[Dataset rows]
_ _ _ _ _ _ _

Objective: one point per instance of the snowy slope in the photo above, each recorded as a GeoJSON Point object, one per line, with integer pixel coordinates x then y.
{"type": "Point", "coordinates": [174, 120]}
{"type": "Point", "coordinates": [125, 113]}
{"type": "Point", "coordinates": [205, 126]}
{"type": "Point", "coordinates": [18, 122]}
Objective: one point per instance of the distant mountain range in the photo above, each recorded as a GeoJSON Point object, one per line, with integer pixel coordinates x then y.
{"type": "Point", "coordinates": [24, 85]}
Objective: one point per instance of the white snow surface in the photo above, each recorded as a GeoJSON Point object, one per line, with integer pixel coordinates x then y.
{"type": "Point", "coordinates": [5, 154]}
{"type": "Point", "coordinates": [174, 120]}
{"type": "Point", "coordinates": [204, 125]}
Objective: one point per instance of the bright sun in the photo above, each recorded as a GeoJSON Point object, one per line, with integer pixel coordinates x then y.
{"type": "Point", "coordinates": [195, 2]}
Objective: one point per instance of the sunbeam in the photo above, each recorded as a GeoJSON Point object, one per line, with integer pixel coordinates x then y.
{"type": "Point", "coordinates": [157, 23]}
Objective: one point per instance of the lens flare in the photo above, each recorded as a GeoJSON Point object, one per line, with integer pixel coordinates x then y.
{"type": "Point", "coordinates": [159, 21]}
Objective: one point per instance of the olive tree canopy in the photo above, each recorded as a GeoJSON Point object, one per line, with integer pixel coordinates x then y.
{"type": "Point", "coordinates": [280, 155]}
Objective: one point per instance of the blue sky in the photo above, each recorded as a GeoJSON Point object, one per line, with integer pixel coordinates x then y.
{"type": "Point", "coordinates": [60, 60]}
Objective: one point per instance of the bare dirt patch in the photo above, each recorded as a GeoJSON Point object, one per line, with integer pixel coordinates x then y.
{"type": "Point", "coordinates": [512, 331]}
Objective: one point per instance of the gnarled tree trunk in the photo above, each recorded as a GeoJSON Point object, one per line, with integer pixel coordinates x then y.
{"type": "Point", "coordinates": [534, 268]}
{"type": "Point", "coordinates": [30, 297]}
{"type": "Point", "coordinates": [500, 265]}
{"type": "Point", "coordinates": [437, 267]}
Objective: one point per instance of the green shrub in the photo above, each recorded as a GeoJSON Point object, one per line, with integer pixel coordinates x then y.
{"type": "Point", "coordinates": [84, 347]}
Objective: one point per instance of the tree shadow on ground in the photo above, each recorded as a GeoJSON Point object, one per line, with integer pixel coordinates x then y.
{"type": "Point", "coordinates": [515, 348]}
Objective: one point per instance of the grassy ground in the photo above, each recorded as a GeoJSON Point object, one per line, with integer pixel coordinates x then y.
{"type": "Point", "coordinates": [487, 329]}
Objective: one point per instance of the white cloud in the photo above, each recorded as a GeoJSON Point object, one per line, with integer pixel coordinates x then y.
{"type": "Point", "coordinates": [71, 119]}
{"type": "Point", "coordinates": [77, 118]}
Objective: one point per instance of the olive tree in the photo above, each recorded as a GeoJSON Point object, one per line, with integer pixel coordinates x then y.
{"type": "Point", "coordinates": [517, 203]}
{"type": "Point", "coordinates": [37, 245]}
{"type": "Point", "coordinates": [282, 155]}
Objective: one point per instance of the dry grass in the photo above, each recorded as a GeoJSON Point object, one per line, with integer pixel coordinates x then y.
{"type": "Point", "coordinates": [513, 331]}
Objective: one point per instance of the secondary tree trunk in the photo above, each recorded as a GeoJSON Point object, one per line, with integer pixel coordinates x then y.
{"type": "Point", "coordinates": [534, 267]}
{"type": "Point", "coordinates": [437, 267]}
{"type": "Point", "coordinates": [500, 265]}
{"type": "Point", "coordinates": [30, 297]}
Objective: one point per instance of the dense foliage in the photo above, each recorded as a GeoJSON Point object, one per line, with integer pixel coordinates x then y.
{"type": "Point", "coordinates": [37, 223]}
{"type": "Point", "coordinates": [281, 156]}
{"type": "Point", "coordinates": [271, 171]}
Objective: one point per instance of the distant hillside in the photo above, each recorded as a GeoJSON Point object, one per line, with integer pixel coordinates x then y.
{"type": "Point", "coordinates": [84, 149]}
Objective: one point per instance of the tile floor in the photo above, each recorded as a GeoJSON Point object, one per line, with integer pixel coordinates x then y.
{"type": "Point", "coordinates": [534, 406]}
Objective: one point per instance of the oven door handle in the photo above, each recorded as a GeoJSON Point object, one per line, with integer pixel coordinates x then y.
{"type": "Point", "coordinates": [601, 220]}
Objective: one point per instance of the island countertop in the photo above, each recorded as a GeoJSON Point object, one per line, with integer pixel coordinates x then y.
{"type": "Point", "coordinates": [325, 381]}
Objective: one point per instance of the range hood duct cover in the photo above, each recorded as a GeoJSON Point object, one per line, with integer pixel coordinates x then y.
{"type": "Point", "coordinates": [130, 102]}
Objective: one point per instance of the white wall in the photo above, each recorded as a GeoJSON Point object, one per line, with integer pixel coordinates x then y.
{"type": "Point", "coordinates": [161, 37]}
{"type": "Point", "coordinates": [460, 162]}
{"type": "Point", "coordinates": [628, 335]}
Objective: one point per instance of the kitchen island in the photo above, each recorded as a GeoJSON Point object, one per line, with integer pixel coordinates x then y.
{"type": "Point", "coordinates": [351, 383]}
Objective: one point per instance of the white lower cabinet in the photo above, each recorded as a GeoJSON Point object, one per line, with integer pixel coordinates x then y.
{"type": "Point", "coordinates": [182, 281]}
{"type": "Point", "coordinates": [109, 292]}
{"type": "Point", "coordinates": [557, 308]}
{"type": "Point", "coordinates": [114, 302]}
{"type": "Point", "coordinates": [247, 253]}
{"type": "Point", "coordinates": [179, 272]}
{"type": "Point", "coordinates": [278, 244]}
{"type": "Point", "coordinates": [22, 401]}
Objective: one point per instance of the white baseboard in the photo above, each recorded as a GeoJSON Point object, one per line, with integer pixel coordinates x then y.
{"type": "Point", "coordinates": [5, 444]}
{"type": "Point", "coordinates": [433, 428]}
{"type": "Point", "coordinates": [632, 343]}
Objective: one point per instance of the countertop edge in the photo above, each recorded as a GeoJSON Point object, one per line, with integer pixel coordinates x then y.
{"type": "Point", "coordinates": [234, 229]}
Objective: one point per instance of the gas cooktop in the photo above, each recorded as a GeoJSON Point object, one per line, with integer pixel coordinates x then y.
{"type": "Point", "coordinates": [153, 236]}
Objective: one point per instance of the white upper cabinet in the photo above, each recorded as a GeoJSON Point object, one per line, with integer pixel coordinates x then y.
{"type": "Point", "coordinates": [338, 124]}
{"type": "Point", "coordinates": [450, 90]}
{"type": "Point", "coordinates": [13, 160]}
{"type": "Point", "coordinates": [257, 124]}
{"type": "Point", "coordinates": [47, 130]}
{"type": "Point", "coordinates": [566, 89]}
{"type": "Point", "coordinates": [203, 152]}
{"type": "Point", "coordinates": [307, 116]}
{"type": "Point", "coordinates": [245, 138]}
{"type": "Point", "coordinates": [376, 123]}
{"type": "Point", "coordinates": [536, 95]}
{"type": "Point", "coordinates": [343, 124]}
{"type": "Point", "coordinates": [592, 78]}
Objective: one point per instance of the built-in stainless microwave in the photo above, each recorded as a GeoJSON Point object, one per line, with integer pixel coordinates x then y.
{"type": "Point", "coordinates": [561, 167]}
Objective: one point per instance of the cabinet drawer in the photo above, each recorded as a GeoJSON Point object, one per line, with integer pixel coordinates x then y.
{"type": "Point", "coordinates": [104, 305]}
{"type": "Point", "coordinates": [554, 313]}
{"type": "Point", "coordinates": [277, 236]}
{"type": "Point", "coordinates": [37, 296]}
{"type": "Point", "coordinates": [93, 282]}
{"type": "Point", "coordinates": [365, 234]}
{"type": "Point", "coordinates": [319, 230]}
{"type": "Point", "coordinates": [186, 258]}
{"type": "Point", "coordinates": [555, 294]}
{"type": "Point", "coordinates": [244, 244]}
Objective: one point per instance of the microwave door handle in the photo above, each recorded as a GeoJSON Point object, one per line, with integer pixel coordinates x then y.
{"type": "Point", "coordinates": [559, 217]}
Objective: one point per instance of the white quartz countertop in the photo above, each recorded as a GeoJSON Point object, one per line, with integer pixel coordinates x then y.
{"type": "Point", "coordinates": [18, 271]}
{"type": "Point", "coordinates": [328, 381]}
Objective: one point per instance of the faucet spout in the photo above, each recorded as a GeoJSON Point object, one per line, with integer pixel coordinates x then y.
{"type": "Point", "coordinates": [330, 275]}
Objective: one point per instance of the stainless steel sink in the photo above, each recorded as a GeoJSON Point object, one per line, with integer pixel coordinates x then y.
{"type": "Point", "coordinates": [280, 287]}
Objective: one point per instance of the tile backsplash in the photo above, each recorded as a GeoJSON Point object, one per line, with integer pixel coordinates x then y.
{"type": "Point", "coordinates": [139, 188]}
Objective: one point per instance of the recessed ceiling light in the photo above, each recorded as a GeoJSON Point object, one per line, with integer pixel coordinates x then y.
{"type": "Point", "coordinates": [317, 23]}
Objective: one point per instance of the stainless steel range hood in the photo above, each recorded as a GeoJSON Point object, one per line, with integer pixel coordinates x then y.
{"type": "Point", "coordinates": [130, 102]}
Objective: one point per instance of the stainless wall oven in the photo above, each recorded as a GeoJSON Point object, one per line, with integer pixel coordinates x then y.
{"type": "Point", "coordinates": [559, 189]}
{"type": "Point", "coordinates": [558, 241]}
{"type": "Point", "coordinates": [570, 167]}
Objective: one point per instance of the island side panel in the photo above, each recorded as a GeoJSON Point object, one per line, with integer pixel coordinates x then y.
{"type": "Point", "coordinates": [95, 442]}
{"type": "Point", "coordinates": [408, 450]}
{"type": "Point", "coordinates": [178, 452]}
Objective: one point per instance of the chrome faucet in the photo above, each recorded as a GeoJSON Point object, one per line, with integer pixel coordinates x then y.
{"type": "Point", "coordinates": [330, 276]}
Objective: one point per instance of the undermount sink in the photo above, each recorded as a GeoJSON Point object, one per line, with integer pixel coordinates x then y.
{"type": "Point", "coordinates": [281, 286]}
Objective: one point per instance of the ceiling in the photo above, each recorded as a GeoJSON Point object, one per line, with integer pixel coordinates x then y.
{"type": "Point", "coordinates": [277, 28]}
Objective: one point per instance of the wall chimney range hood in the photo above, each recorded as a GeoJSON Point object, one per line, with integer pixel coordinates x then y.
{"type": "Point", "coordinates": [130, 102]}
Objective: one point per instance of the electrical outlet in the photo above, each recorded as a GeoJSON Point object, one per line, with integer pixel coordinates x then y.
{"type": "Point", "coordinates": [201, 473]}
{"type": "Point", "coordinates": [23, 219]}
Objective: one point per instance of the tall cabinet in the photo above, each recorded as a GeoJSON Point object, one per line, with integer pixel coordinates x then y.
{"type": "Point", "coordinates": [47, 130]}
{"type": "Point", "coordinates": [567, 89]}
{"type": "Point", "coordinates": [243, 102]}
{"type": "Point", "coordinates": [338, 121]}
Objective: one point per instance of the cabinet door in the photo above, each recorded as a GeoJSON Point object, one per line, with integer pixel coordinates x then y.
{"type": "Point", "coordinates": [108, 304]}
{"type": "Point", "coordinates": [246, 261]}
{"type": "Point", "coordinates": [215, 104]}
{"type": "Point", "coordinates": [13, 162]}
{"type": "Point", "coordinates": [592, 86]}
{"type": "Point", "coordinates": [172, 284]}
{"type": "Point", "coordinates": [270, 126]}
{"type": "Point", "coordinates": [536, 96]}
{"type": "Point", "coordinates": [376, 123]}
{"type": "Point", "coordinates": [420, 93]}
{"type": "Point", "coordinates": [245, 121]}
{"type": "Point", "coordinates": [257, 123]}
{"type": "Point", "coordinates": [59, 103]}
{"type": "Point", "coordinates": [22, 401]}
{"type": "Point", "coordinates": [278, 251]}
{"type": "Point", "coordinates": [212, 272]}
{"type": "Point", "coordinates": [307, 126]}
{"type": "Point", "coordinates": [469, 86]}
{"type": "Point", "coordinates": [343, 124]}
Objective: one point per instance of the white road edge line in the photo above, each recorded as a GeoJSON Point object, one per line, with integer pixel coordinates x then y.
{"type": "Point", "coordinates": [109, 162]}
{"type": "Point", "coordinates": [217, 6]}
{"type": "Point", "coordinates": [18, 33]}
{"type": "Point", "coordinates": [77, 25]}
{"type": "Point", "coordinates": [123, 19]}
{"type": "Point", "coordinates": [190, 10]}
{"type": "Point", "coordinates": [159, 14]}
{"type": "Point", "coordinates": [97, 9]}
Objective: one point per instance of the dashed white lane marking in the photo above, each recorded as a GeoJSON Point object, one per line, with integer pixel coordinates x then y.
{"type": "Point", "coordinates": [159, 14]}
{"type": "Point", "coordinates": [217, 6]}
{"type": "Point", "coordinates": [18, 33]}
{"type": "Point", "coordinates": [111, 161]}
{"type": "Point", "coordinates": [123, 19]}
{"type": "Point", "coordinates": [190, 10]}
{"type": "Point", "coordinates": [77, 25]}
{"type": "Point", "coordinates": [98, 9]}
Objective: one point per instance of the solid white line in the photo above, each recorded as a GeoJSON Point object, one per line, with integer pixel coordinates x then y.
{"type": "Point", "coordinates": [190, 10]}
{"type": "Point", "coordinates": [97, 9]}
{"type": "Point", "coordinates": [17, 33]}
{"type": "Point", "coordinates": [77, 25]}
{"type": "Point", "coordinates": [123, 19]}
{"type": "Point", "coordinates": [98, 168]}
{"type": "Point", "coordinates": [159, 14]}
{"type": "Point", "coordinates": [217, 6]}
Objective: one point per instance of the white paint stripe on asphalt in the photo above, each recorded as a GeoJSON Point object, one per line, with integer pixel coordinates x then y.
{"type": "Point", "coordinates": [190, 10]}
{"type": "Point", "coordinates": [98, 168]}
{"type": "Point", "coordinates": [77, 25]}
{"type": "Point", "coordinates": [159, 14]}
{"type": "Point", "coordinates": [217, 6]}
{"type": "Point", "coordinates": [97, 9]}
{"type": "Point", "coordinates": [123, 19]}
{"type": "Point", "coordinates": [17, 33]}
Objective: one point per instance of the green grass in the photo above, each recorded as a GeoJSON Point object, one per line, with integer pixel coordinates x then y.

_ _ _ _ _ _ _

→ Problem to solve
Find the line with "Objective: one point per instance of the solid" in the listing above, then write out that line and each remaining line exactly, with no other text.

→ Written answer
Objective: one point per instance of the solid white line in the photo above, each recorded as a GeoJSON Point object, one per line, with integer pixel coordinates x then y.
{"type": "Point", "coordinates": [190, 10]}
{"type": "Point", "coordinates": [97, 9]}
{"type": "Point", "coordinates": [17, 33]}
{"type": "Point", "coordinates": [77, 25]}
{"type": "Point", "coordinates": [123, 19]}
{"type": "Point", "coordinates": [98, 168]}
{"type": "Point", "coordinates": [159, 14]}
{"type": "Point", "coordinates": [217, 6]}
Objective: one point per instance of the white paint stripe on asphalt in the photo above, each recorded as a GeoJSON Point object, one per line, with integer pixel coordinates x then y.
{"type": "Point", "coordinates": [190, 10]}
{"type": "Point", "coordinates": [98, 168]}
{"type": "Point", "coordinates": [77, 25]}
{"type": "Point", "coordinates": [159, 14]}
{"type": "Point", "coordinates": [217, 6]}
{"type": "Point", "coordinates": [97, 9]}
{"type": "Point", "coordinates": [123, 19]}
{"type": "Point", "coordinates": [17, 33]}
Objective: one point per instance of the green grass in the photo above, each recorded as a GeoJSON Point object, one per line, with integer pixel coordinates x then y.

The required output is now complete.